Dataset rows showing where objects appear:
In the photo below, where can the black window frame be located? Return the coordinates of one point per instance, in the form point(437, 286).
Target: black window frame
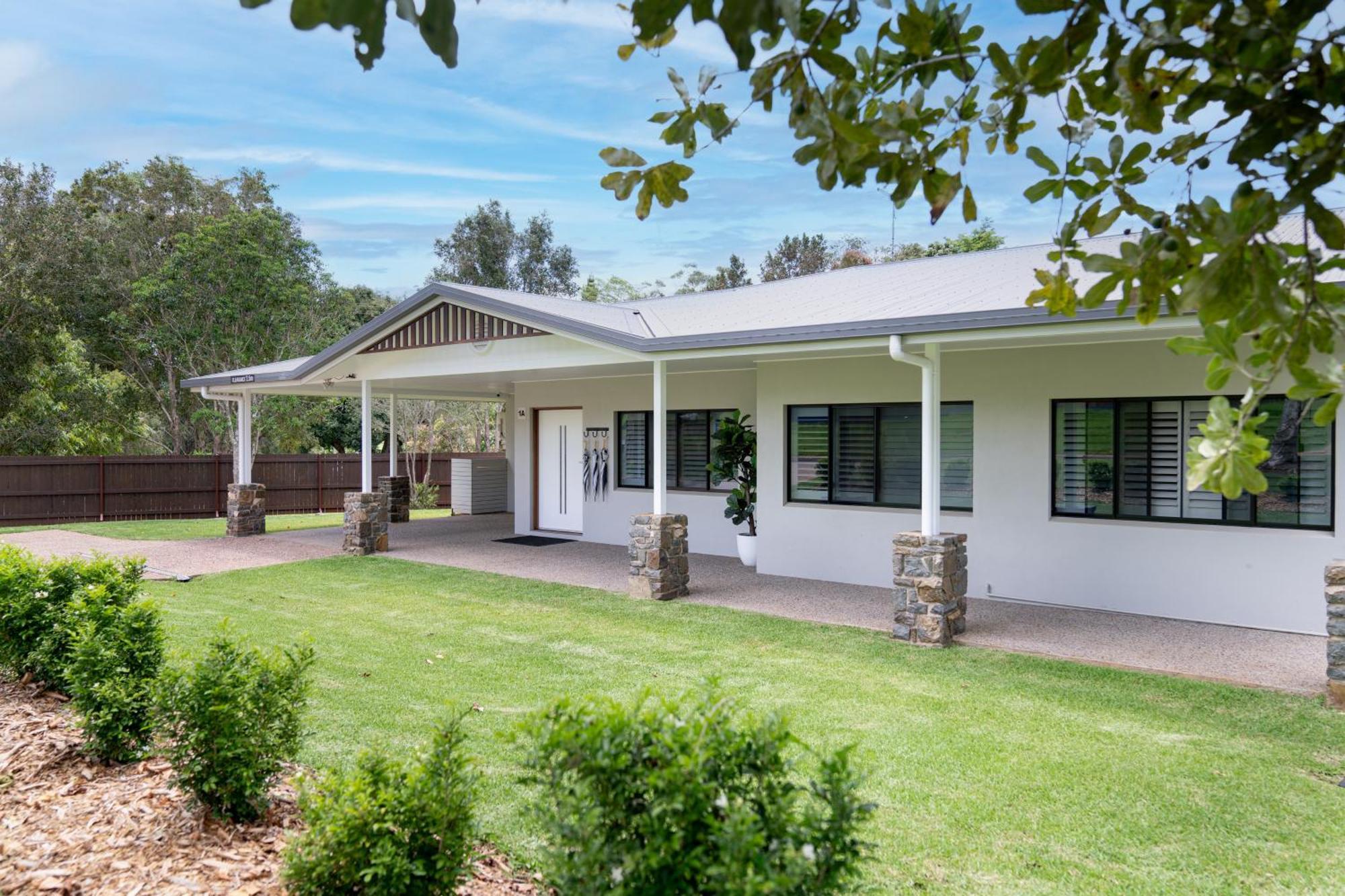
point(1192, 521)
point(649, 446)
point(878, 470)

What to produce: Give the entries above as a two-column CSV with the columns "prompt" and "points", one row per entry. Put the text and the answer each in a single quoted field with line breaks turned into spaces, and leave out the pictures.

The reply:
prompt,points
"In the photo below, where can the black window frame be located? Return the coordinates of one point per instance, in the form point(437, 286). Target: black window frame","point(1192, 521) point(649, 446) point(878, 470)"